PAGE.
--------------------------------

# Fitting data to a model

• May 10th 2009, 10:03 AM
kenkarylle5
Fitting data to a model
given the following set of data where x represents the number of items sold and y(x) represents the profit when x items are sold
X # of items Y(profit)
0 -1350
1 -800
2 -350
3 0
4 250
5 400
6 450
7 400
B. create a specific algebraic model for profit as a function of the number of items sold.show your work and clearly define variables
C. the break-even point is when profit is zero. what is/are the break even points?explain your answer
• May 10th 2009, 11:12 AM
TKHunny
Hyvää on! Mistä häiriöstä?

$y = -50x^{2} + 600x - 1350$

Olkaa varovaisia!

B: Isn't that what you did in A? Don't forget $x \; \epsilon \; [0,7]$

C: Solve! $0 = -50x^{2} + 600x - 1350$
• May 10th 2009, 11:24 AM
e^(i*pi)
Quote:

Originally Posted by kenkarylle5
given the following set of data where x represents the number of items sold and y(x) represents the profit when x items are sold
X # of items Y(profit)

--------------------------------

Excerpts of location labeling data

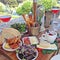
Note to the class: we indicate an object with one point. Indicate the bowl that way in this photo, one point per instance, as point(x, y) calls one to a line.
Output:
point(5, 18)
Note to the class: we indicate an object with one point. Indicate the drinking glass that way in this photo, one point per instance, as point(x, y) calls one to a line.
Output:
point(55, 10)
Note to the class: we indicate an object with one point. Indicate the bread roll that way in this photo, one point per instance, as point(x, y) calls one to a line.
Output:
point(10, 33)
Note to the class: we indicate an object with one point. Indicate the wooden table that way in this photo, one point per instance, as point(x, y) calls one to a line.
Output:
point(41, 56)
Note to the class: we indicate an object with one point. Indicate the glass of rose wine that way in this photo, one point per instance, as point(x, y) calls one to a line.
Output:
point(55, 10)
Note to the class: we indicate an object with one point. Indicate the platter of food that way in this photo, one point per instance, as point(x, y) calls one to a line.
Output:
point(31, 40)
point(27, 53)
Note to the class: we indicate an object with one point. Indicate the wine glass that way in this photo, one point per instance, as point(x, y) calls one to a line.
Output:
point(5, 18)
point(55, 10)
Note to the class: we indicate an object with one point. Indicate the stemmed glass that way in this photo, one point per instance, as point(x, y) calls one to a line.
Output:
point(55, 10)
point(5, 18)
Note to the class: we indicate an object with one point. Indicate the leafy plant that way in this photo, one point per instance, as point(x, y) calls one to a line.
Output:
point(48, 4)
point(25, 8)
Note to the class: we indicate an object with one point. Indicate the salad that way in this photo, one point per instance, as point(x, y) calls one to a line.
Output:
point(27, 53)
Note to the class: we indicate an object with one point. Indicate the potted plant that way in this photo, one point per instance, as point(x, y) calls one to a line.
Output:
point(47, 4)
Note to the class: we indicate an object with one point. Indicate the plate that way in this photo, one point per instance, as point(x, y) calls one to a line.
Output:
point(56, 57)
point(9, 49)
point(32, 59)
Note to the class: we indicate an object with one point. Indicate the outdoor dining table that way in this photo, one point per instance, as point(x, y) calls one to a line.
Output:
point(12, 55)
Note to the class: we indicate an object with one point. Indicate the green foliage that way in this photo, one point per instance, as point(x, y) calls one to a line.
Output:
point(48, 4)
point(25, 8)
point(2, 7)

--------------------------------

TASK REQUIREMENTS.
1 - In the forum thread on fitting data to a model, what profit does the data table list for 4 items sold?
2 - Go on with the forum thread on fitting data to a model from the point where it stops.
The records play no part in what is asked here.

TASK RESPONSES.
1 - 250

2 -
0 -1350
1 -800
2 -350
3 0
4 250
5 400
6 450
7 400
B. create a specific algebraic model for profit as a function of the number of items sold.show your work and clearly define variables
C. the break-even point is when profit is zero. what is/are the break even points?explain your answer

Aren't A and B one and the same?

Did you mean $-50x^2+600x-1350 = 0$? Otherwise f(0) isn't correct nor is it a quadratic as you've written it.

Cancel out a factor of 50 to make this simpler to solve and move everything to the other side (you don't have to do either of these but I prefer having positive a)

$50x^2-600x+1350 = 0 \rightarrow x^2 - 12x + 27 = 0$

Solve using your favourite method (I get $x=3$ and $x=9$ as solutions)
• May 10th 2009, 11:28 AM
kenkarylle5
i got B, but im not sure with C, am i going to base my answer on the chart for letter C...
• May 10th 2009, 11:40 AM
TKHunny
If you have a perfect model, which you do, the chart or the equation will do just fine. Since this is a quadratic model, there will be another zero for somewhere x > 7. You will have to decide if this is a valid result. Is the model defined for x > 7? Perhaps only 7 can be produced?
• May 10th 2009, 11:45 AM
kenkarylle5
so my break-even point when profit is zero is 7 then huh.?
mann im sorry, im really stuck, but thanks for your helps guys appreciate it..
• May 10th 2009, 11:47 AM
e^(i*pi)
Quote:

Originally Posted by kenkarylle5
so my break-even point when profit is zero is 7 then huh.?
mann im sorry, im really stuck, but thanks for your helps guys appreciate it..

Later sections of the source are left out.